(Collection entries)
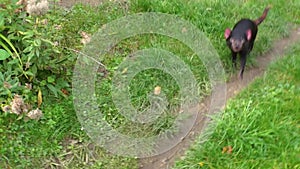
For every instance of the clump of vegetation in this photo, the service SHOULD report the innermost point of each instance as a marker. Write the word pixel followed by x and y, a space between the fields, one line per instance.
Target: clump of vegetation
pixel 29 55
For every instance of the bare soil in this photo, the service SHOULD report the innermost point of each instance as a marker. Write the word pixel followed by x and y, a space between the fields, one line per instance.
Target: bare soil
pixel 234 86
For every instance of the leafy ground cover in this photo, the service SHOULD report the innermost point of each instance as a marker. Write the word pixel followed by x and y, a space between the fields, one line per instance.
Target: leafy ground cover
pixel 45 41
pixel 260 127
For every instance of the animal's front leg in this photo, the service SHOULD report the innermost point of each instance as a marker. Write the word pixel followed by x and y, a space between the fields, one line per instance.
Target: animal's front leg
pixel 243 63
pixel 233 55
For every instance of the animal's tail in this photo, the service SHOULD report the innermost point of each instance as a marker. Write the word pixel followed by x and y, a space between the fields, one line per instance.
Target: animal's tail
pixel 262 18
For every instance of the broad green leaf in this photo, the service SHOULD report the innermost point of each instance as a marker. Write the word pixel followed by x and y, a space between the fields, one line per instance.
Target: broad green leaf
pixel 4 54
pixel 53 89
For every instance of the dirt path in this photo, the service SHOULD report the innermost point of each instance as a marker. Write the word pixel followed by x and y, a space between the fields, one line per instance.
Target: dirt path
pixel 166 160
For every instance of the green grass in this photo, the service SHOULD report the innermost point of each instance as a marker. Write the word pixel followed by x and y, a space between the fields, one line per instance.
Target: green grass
pixel 261 124
pixel 57 139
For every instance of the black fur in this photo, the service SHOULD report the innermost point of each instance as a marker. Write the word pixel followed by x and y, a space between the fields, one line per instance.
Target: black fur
pixel 241 39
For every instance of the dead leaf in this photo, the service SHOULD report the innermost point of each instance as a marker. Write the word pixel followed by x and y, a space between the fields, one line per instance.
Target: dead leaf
pixel 65 91
pixel 201 164
pixel 125 70
pixel 227 149
pixel 86 38
pixel 157 90
pixel 35 114
pixel 6 108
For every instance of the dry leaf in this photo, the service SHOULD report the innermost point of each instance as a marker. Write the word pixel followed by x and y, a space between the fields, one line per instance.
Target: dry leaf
pixel 227 149
pixel 125 70
pixel 6 108
pixel 40 98
pixel 157 90
pixel 17 105
pixel 86 38
pixel 65 91
pixel 201 164
pixel 35 114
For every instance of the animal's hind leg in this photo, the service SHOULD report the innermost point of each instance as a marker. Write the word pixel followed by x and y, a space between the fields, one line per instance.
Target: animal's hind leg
pixel 234 55
pixel 243 63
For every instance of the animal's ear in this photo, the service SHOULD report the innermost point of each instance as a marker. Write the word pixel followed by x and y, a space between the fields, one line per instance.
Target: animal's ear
pixel 249 34
pixel 227 33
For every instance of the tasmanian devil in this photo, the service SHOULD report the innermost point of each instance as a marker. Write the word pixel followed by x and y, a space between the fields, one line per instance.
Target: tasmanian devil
pixel 241 38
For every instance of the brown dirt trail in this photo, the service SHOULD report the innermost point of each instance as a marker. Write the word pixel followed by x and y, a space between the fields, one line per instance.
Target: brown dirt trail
pixel 234 85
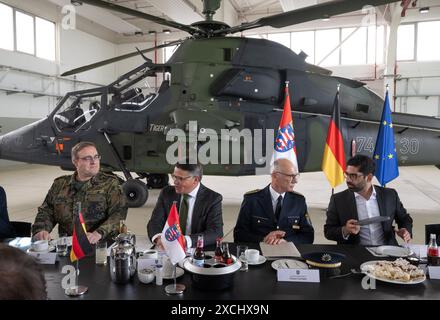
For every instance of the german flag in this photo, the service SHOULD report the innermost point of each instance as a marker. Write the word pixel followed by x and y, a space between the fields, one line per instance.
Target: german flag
pixel 81 246
pixel 333 161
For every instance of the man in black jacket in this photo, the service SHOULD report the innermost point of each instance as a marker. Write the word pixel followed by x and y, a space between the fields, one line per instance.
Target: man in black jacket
pixel 200 208
pixel 362 200
pixel 276 213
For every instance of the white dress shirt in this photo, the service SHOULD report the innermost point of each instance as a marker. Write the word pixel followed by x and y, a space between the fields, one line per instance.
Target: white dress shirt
pixel 274 195
pixel 371 234
pixel 191 201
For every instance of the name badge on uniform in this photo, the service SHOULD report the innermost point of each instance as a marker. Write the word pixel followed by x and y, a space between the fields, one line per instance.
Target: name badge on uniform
pixel 295 225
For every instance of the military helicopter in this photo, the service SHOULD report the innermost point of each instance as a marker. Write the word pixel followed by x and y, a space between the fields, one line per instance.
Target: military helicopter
pixel 221 82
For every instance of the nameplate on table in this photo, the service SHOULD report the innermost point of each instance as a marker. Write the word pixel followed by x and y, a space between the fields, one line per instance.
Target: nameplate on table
pixel 44 257
pixel 434 272
pixel 298 275
pixel 146 263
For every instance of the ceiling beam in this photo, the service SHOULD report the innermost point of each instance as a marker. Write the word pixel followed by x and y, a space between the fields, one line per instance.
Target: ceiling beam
pixel 178 10
pixel 102 17
pixel 289 5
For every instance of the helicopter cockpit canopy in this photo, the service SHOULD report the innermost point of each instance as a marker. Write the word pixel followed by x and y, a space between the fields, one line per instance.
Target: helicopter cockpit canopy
pixel 76 111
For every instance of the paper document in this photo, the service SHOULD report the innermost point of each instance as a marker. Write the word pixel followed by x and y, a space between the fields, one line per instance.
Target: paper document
pixel 285 249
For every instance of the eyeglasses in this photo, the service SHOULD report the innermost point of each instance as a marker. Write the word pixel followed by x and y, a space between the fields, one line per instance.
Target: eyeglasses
pixel 353 176
pixel 180 179
pixel 291 176
pixel 90 158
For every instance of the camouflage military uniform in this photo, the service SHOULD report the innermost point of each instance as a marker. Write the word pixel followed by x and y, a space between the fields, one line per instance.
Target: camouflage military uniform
pixel 102 202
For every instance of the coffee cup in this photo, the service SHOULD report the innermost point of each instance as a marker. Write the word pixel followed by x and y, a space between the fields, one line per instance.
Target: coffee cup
pixel 146 275
pixel 40 245
pixel 168 267
pixel 150 254
pixel 252 255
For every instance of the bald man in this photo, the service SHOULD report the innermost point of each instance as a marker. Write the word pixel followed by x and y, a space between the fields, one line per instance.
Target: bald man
pixel 276 213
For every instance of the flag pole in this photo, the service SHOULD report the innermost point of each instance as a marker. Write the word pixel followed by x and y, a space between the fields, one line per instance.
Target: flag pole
pixel 76 289
pixel 175 288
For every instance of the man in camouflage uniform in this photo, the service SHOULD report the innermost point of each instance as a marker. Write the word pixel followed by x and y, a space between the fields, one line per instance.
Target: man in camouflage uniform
pixel 276 213
pixel 100 196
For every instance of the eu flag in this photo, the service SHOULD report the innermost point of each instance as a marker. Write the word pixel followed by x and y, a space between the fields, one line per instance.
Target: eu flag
pixel 385 155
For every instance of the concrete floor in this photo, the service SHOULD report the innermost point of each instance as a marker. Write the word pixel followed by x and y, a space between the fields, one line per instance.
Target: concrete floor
pixel 419 189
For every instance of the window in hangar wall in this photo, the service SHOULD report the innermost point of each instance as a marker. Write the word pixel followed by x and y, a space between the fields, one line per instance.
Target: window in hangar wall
pixel 365 45
pixel 415 41
pixel 24 32
pixel 6 27
pixel 428 48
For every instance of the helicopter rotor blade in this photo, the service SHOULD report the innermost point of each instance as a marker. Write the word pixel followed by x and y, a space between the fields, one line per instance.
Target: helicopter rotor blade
pixel 319 11
pixel 118 58
pixel 114 7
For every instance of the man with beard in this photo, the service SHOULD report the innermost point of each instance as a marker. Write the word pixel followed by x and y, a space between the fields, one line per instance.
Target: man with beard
pixel 361 201
pixel 276 213
pixel 100 195
pixel 200 208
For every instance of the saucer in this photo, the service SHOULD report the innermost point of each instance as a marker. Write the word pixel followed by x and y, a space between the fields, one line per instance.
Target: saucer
pixel 288 264
pixel 261 260
pixel 51 248
pixel 179 273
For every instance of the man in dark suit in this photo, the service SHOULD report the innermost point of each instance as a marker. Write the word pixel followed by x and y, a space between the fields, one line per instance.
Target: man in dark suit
pixel 276 213
pixel 200 208
pixel 362 200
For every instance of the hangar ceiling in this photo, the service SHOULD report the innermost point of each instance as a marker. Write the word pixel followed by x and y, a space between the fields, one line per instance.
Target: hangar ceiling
pixel 183 11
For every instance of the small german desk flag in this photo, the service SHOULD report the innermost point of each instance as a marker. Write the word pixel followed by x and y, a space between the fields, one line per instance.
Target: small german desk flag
pixel 333 161
pixel 81 246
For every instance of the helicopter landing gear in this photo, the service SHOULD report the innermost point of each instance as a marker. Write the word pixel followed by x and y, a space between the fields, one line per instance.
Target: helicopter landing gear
pixel 157 181
pixel 136 193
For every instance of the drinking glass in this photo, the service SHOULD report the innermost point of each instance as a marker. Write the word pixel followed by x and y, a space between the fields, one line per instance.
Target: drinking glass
pixel 241 249
pixel 101 252
pixel 61 245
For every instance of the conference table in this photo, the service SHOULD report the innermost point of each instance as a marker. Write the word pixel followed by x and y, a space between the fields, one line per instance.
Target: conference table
pixel 258 283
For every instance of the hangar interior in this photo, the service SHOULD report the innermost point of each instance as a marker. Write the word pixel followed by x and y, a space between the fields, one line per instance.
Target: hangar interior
pixel 394 45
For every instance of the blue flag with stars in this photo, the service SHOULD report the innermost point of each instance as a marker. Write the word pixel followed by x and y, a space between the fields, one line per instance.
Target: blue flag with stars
pixel 385 155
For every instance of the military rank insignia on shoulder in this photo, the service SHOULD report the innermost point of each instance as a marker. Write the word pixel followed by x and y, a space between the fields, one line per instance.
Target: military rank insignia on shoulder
pixel 297 193
pixel 308 218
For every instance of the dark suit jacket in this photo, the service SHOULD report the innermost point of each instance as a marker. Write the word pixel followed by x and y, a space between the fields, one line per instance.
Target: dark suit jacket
pixel 257 218
pixel 6 229
pixel 342 208
pixel 206 218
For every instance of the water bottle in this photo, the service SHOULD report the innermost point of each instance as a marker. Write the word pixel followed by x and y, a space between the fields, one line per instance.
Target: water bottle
pixel 433 253
pixel 159 273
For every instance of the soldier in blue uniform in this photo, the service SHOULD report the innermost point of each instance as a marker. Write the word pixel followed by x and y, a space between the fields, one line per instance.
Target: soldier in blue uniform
pixel 276 213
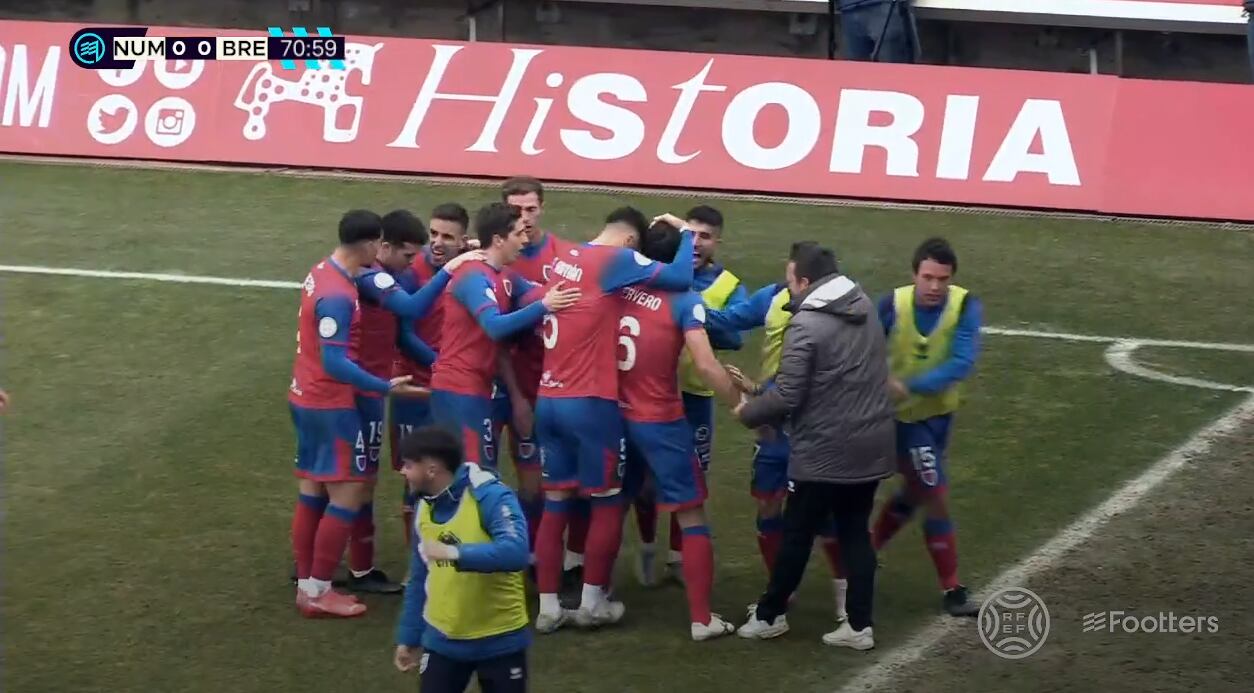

### Task brief
Reproduce the collection entries starting at the first line and ending at the line that contains "pixel 29 55", keeping the requests. Add 110 to every pixel coordinate in the answers, and leave the pictures out.

### Exercise answer
For every instance of the clump of vegetation in this photo, the service SHOULD report the innermost point of each instance as a marker. Write the word pixel followed by x and y, a space between the fields, one line per instance.
Target: clump of vegetation
pixel 139 165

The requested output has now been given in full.